__Data to use__.
★ ★ ★ ★ ★ ★ ★

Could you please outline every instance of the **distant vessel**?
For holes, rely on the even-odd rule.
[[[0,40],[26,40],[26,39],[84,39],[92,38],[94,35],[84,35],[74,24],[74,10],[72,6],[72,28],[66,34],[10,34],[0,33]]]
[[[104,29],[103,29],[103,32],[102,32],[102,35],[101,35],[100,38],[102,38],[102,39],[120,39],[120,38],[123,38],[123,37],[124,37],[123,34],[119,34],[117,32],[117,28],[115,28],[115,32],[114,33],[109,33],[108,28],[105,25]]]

★ ★ ★ ★ ★ ★ ★

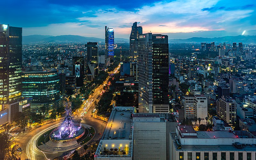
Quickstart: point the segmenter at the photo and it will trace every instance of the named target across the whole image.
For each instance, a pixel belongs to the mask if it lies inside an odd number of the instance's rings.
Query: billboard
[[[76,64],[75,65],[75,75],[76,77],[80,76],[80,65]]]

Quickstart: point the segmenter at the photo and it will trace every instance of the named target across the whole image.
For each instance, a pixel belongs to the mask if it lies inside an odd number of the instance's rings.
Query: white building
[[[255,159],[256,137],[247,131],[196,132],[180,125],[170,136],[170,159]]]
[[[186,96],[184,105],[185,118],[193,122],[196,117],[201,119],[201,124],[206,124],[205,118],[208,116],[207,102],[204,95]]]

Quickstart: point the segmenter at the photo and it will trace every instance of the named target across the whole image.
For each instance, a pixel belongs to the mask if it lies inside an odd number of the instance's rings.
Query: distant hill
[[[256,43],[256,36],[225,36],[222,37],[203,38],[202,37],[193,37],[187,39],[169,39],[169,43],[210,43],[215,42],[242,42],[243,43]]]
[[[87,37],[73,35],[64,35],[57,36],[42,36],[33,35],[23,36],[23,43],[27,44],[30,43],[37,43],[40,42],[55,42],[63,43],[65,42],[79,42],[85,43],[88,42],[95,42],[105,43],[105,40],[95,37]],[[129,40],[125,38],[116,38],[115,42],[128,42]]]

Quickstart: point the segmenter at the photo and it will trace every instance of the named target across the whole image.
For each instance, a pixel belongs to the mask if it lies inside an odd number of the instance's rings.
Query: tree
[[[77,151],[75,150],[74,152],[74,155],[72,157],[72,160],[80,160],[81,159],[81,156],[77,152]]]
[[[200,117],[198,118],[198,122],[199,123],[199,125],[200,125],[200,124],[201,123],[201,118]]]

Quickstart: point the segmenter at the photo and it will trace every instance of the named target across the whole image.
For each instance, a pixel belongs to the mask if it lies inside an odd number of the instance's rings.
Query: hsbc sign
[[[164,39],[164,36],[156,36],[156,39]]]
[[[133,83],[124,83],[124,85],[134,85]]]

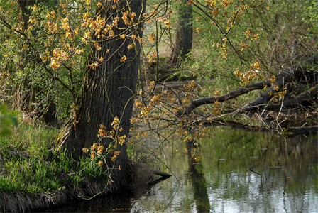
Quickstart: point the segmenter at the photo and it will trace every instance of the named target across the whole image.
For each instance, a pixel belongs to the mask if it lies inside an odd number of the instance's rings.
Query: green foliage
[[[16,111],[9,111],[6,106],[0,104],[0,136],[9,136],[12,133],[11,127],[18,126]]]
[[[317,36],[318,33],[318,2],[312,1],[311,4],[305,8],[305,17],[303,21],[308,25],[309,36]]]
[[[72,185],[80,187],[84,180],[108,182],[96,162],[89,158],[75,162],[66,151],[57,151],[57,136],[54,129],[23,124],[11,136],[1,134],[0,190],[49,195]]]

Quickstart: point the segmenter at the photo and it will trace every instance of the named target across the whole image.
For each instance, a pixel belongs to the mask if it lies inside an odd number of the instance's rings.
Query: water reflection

★ ★ ★ ★ ★ ★ ★

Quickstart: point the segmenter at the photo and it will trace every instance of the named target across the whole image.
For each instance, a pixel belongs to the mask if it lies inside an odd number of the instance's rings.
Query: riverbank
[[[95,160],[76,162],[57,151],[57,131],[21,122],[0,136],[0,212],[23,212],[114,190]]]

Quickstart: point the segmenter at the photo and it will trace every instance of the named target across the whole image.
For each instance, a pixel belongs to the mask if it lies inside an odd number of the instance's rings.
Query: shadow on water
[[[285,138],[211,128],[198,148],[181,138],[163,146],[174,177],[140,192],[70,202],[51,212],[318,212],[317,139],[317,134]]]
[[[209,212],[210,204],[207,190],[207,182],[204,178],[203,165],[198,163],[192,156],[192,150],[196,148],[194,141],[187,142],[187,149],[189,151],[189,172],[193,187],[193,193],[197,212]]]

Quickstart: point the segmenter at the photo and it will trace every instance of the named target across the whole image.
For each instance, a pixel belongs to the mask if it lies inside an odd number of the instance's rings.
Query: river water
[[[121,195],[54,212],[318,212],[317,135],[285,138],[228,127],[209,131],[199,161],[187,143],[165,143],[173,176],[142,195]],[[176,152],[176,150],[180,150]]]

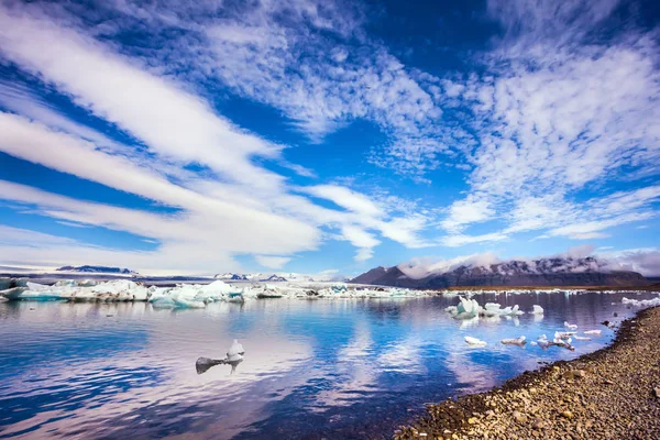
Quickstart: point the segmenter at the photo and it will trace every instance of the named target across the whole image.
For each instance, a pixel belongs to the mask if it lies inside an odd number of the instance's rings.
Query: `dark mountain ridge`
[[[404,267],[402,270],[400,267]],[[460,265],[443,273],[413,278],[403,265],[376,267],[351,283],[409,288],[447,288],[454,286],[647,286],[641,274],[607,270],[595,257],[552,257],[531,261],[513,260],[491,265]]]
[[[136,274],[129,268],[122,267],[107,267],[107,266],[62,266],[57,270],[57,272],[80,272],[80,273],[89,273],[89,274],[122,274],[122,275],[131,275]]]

★ ★ ★ ★ ★ ★ ★

__Aim of the task__.
In the items above, count the lines that contain the string "water", treating uppercase and lowercase as different. Give only the number.

__Correct output__.
3